** start of Extracted text **
« It Ain't Necessarily So (Prologue, Intro, Chapter 1) | Main | TAKE PART IN THIS! (chapter 4) »

October 26, 2005

Chapters 2-3 It Ain't Necessarily So

After reading these two chapters, I noticed that the authors seem to only state articles from the New York Times. I was wondering if they (the authors) were doing this on purpose. Is it because New York Times is one of the most popular news papers?

On page 35, the author wrote, "If newsorthy stories are sometimes ignored by the media, it's also true that what's not very newsworthy sometimes makes headlines." I live in a small town and I found this to be true with the newspaper I read. Each week the paper will write an article about a local person and what they are doing with their lives. If an out of towner were to read the newspaper, the article would have very little importance. However, I think because of the close-knit community, the article, although it isn't very newsworthy, is newsworthy to those community members who do care and are interested in what someone else is doing to make a difference in someone's life.

"Don't confuse me with the facts." This quote brought back something that I mentioned in class last week. Too many times, journalists tend to write ALL the facts. Just like last weeks exercises, (where we were asked to remove all the un-necessary details) I feel that articles should not try to confuse the reader with ALL the worthless factual details. Who needs to know that a crime took place at 319th street on a rainy and foggy night?
** end of Extracted text **
### Written exercise 1:
Condense the paragraph of the blog post that begins "On page 35, the author wrote" into a short bulleted list that keeps its main facts.
** start of Data to process **
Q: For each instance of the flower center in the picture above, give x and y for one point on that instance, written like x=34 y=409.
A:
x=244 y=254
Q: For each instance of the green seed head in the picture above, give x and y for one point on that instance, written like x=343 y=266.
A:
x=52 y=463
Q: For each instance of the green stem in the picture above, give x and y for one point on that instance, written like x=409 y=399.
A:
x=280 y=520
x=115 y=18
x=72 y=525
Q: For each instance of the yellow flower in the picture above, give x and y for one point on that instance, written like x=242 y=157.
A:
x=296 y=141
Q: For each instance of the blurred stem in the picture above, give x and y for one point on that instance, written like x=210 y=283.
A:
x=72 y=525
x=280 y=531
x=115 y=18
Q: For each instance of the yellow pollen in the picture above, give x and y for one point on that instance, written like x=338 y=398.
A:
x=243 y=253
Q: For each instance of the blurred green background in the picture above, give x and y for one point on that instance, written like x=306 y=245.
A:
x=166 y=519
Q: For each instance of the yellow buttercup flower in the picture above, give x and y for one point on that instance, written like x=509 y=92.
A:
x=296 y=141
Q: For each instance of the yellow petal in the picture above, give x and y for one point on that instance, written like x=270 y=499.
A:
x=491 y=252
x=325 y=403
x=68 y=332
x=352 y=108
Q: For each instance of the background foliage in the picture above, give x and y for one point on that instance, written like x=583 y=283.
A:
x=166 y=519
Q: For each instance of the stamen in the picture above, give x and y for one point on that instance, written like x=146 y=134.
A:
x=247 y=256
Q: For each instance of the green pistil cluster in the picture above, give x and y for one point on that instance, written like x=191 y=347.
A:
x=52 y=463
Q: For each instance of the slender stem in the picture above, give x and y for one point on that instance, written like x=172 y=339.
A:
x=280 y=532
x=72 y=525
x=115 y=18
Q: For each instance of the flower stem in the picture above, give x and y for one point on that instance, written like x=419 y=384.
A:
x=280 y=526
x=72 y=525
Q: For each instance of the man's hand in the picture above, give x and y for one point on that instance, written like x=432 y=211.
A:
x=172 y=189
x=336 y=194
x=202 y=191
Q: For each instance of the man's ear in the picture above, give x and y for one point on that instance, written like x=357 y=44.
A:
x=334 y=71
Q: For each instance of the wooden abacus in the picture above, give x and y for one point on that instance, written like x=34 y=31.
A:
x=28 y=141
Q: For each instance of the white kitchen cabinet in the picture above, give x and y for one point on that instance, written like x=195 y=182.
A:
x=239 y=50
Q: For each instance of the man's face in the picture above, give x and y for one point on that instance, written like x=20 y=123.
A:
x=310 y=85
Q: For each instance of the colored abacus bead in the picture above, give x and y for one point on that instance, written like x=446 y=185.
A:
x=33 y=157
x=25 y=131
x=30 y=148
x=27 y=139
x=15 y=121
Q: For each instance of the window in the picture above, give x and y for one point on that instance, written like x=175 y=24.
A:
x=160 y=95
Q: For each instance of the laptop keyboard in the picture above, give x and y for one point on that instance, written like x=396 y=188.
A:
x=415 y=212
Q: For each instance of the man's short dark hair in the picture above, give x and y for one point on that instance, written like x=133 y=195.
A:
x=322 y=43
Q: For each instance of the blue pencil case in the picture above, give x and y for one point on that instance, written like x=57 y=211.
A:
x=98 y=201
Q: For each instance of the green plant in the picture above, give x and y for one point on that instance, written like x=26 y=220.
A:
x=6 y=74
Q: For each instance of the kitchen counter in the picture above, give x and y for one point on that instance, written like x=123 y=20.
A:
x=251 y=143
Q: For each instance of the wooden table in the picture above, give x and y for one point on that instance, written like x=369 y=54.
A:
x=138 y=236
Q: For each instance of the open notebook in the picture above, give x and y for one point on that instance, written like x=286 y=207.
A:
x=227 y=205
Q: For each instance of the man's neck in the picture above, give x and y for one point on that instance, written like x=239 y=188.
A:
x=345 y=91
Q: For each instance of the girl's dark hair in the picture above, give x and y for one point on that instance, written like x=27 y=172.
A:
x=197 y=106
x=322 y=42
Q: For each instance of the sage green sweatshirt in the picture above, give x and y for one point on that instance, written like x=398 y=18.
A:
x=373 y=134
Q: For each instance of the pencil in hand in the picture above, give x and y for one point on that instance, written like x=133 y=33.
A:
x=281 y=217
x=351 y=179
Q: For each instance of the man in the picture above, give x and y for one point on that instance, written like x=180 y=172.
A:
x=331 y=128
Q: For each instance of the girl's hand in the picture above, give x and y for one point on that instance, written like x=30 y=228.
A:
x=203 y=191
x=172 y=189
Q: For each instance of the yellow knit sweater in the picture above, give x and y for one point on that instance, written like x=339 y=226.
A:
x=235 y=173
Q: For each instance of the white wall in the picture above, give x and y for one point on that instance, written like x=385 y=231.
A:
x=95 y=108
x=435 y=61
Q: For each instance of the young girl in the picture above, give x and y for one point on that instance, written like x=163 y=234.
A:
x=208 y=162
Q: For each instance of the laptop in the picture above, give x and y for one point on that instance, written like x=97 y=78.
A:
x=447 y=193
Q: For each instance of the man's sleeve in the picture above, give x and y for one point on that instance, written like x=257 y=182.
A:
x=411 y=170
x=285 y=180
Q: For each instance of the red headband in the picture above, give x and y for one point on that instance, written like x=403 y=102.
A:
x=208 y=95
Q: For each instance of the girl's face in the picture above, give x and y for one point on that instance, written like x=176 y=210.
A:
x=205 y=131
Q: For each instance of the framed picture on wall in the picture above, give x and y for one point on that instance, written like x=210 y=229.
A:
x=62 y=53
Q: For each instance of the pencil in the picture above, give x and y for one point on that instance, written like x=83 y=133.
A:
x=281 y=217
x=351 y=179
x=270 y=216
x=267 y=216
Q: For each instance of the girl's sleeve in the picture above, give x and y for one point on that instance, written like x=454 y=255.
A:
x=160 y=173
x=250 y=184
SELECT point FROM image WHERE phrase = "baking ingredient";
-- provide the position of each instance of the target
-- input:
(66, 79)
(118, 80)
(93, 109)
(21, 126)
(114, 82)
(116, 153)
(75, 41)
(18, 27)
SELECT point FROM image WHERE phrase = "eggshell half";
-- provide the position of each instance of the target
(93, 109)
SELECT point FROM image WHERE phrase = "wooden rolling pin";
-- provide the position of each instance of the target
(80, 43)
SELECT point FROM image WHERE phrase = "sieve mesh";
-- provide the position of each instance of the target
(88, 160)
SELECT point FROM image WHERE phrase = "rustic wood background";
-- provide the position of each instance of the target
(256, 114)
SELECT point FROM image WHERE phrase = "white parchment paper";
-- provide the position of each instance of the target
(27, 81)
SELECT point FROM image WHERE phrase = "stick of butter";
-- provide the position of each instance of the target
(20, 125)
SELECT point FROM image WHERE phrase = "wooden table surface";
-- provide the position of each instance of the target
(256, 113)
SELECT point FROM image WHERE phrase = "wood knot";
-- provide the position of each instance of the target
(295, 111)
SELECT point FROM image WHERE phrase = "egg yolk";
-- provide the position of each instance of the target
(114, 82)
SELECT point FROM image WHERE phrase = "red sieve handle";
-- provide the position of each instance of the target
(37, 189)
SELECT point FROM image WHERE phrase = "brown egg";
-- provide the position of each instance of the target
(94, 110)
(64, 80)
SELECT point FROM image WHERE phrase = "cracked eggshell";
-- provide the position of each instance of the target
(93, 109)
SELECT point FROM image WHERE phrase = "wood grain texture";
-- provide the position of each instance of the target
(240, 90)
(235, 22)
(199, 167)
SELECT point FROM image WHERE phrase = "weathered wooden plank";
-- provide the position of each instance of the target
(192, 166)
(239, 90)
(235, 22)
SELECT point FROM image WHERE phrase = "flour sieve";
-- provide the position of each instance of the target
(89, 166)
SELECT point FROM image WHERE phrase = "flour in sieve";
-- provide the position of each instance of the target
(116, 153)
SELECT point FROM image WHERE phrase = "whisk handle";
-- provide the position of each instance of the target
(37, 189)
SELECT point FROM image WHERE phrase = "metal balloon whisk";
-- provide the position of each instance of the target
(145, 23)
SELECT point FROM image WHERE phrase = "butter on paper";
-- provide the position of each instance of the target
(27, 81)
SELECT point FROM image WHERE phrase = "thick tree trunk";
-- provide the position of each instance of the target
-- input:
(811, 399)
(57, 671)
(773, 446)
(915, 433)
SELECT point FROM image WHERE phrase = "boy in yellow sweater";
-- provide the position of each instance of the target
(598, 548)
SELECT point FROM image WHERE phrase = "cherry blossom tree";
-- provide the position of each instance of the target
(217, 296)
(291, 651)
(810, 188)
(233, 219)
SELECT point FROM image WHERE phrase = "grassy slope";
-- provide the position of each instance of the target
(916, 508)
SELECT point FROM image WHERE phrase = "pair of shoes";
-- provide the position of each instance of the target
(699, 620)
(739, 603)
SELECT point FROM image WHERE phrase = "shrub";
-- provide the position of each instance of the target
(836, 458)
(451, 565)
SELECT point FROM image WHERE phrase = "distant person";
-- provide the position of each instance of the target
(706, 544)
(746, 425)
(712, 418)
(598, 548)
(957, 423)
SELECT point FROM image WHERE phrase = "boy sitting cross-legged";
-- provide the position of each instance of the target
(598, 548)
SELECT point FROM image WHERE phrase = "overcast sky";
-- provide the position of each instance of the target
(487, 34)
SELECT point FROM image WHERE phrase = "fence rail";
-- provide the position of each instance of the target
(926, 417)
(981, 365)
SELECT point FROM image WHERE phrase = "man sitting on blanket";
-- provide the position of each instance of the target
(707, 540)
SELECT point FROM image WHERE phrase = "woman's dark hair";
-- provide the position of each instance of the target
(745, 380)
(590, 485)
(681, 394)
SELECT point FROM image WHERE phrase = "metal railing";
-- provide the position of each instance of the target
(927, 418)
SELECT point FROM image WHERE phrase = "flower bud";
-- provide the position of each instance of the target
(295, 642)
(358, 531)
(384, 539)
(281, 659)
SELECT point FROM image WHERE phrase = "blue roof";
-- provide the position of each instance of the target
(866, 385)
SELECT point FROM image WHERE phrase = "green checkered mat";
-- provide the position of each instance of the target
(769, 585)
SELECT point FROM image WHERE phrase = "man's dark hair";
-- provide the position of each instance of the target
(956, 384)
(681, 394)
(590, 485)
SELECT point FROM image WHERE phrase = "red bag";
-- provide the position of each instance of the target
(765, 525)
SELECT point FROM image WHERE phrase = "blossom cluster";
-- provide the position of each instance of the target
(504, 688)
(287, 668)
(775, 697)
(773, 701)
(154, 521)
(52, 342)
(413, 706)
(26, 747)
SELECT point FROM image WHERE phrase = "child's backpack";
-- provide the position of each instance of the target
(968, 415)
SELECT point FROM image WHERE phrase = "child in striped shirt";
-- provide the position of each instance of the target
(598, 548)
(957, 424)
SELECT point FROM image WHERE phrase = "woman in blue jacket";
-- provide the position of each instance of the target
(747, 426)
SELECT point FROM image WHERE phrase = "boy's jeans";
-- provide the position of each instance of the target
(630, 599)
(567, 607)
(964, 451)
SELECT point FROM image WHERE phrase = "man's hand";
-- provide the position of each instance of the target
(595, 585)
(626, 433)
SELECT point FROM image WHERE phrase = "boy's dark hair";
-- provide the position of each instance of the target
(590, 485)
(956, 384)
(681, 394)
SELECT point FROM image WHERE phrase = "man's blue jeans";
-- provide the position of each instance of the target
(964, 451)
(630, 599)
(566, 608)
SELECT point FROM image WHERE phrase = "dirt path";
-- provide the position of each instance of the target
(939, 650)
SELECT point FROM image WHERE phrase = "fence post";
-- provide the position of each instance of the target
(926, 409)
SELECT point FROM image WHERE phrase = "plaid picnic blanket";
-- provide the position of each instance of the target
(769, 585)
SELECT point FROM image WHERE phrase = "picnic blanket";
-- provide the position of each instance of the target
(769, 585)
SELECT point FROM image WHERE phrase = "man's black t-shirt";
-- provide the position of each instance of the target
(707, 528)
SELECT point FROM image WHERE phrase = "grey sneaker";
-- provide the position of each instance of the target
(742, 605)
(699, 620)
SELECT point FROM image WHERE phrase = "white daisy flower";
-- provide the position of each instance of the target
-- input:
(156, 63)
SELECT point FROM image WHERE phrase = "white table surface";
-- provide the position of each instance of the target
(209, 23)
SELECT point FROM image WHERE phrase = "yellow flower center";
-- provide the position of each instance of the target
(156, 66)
** end of Data to process **
### Written exercise 2:
In the entries, swap "picture" for "image" across the stretch from the line containing "Q: For each instance of the slender" through the line containing "x=202 y=191", leave everything else unchanged, and give back only those lines.

### Written reply 1:
- On page 35, the book says that while newsworthy stories are sometimes ignored by the media, stories that aren't very newsworthy sometimes make headlines.
- The writer lives in a small town and finds this true of the local newspaper.
- Each week that paper runs an article about a local person and what they are doing with their lives.
- To an out-of-towner, such an article would matter very little.
- Because the community is close-knit, the writer thinks these articles are newsworthy to residents who care about what others are doing to make a difference in someone's life.

### Written reply 2:
Q: For each instance of the slender stem in the image above, give x and y for one point on that instance, written like x=172 y=339.
A:
x=280 y=532
x=72 y=525
x=115 y=18
Q: For each instance of the flower stem in the image above, give x and y for one point on that instance, written like x=419 y=384.
A:
x=280 y=526
x=72 y=525
Q: For each instance of the man's hand in the image above, give x and y for one point on that instance, written like x=432 y=211.
A:
x=172 y=189
x=336 y=194
x=202 y=191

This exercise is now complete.